### Task to carry out
Copy out every line of the records below that contains the string "windshield".

Dataset entries
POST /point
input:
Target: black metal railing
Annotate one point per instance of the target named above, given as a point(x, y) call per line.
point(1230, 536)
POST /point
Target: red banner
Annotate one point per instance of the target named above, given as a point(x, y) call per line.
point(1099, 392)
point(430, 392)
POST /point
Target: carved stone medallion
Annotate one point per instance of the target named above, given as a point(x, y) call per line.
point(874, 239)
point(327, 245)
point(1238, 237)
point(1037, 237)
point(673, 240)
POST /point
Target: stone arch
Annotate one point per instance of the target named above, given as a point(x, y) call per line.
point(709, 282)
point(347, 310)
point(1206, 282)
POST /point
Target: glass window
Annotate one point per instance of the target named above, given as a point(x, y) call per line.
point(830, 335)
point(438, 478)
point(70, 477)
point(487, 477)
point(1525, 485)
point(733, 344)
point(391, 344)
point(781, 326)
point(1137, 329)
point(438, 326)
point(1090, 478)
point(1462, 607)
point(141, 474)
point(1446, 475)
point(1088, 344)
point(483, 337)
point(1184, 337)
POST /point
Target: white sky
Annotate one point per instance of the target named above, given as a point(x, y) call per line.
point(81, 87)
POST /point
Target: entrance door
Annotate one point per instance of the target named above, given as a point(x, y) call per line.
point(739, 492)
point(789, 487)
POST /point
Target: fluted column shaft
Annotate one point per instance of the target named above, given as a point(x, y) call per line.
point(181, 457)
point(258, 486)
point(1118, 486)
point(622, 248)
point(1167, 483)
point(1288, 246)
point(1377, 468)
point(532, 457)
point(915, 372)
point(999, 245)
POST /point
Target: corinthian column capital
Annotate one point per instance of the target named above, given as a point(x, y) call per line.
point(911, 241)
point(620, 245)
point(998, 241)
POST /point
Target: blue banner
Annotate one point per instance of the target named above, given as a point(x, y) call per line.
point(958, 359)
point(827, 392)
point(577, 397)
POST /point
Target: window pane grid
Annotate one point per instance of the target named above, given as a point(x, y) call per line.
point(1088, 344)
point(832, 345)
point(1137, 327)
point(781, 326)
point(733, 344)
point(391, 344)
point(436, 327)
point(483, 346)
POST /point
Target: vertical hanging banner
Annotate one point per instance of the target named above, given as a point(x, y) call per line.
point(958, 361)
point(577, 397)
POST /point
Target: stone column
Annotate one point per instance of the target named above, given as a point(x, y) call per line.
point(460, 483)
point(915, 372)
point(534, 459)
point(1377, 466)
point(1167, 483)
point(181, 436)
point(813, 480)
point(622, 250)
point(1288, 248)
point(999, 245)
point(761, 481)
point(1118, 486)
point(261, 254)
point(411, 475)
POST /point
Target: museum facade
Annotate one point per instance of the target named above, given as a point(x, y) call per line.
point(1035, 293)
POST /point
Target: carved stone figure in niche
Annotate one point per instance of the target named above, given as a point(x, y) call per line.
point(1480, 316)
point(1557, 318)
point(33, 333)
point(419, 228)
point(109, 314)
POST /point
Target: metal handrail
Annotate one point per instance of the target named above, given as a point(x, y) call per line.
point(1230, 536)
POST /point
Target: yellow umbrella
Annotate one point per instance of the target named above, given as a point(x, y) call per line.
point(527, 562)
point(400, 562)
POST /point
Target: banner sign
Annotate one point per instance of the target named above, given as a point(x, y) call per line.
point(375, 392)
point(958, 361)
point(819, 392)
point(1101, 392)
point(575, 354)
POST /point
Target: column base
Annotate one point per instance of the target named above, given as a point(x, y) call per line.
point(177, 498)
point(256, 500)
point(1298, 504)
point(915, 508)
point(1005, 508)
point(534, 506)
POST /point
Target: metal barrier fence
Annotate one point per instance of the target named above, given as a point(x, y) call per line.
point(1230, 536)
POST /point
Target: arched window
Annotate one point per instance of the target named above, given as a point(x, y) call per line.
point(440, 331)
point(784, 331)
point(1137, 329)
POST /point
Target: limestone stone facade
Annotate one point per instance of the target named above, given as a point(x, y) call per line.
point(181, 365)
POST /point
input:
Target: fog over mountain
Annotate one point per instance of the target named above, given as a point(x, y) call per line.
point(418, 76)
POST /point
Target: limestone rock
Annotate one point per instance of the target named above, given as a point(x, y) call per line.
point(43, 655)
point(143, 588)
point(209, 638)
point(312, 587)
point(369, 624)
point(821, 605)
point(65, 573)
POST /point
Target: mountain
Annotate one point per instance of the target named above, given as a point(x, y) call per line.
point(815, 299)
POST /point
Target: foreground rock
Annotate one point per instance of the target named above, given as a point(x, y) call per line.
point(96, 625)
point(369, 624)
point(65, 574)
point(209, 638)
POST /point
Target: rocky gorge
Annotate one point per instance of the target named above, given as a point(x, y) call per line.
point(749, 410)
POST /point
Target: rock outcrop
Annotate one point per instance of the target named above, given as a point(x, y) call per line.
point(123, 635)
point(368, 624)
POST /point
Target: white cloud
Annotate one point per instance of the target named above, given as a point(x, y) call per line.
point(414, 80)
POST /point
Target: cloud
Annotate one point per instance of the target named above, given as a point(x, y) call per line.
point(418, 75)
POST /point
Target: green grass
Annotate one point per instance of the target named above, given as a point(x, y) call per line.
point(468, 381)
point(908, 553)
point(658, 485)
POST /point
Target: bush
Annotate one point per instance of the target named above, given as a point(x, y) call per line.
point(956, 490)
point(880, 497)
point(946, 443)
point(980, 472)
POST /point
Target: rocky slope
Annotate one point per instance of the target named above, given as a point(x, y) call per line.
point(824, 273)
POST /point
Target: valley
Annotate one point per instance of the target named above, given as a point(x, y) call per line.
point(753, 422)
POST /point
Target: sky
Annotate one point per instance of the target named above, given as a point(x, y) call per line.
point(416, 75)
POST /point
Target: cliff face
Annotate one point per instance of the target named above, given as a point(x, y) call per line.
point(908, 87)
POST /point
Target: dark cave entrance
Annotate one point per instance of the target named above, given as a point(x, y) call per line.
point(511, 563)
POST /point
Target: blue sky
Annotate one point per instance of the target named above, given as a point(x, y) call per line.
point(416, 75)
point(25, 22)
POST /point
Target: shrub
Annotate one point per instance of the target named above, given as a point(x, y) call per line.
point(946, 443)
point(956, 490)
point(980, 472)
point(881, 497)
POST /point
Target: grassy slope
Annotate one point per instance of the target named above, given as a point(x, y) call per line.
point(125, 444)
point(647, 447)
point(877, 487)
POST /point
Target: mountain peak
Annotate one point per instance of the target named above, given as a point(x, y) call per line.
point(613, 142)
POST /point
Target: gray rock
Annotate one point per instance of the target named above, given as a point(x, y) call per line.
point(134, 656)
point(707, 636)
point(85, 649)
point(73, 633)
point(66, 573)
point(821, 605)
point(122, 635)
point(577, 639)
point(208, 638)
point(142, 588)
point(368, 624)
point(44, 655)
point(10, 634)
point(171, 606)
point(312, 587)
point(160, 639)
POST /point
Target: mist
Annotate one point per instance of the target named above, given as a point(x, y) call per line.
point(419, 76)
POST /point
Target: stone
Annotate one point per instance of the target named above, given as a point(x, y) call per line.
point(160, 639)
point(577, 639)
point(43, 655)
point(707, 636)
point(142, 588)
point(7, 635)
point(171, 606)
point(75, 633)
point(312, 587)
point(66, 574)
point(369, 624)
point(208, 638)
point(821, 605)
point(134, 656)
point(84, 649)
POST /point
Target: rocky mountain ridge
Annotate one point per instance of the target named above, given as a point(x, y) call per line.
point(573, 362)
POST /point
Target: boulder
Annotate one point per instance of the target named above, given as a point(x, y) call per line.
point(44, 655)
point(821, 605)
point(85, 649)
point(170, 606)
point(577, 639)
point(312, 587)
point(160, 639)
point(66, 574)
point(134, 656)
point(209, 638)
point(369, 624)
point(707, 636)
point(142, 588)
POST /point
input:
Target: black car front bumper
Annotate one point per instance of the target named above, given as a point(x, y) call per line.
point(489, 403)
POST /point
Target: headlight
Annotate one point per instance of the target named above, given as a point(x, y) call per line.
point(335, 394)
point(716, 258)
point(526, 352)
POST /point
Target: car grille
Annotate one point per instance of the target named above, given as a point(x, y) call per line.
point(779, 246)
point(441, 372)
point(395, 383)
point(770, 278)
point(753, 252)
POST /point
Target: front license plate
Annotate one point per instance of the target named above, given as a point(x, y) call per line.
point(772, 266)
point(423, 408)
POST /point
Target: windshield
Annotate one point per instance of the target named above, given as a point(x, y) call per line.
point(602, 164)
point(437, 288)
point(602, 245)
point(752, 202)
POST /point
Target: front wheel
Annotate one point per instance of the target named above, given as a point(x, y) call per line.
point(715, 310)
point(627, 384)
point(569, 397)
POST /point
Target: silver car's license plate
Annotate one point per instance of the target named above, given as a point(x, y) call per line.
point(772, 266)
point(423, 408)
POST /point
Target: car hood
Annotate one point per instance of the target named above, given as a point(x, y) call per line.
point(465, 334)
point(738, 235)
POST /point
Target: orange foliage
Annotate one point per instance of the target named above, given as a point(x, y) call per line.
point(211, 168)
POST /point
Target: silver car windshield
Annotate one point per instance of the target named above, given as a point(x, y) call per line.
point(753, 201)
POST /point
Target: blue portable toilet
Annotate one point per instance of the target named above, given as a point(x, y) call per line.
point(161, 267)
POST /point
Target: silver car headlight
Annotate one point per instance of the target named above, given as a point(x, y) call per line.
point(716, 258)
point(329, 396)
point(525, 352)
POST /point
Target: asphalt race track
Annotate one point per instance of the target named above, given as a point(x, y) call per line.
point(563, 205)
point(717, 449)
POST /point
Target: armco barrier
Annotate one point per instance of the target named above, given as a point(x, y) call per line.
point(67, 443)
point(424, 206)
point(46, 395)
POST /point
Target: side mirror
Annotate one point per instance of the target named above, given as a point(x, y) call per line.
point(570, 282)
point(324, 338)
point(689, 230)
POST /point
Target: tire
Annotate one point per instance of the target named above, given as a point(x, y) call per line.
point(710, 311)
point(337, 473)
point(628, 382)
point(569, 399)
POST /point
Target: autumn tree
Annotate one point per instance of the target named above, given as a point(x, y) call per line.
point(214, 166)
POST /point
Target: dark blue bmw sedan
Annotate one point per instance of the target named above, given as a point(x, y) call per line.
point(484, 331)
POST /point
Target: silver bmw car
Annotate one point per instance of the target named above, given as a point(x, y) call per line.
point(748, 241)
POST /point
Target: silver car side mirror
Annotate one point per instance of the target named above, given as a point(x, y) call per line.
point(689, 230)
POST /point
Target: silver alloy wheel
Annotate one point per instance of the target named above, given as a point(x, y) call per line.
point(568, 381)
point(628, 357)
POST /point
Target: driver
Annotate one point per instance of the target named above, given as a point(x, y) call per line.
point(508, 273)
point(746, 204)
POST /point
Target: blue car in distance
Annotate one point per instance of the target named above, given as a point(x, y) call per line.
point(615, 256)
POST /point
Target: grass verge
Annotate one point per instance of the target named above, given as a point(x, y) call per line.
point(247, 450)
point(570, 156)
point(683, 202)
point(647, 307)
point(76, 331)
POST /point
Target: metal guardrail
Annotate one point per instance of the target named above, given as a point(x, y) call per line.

### Result for this task
Target: windshield
Target: silver car windshield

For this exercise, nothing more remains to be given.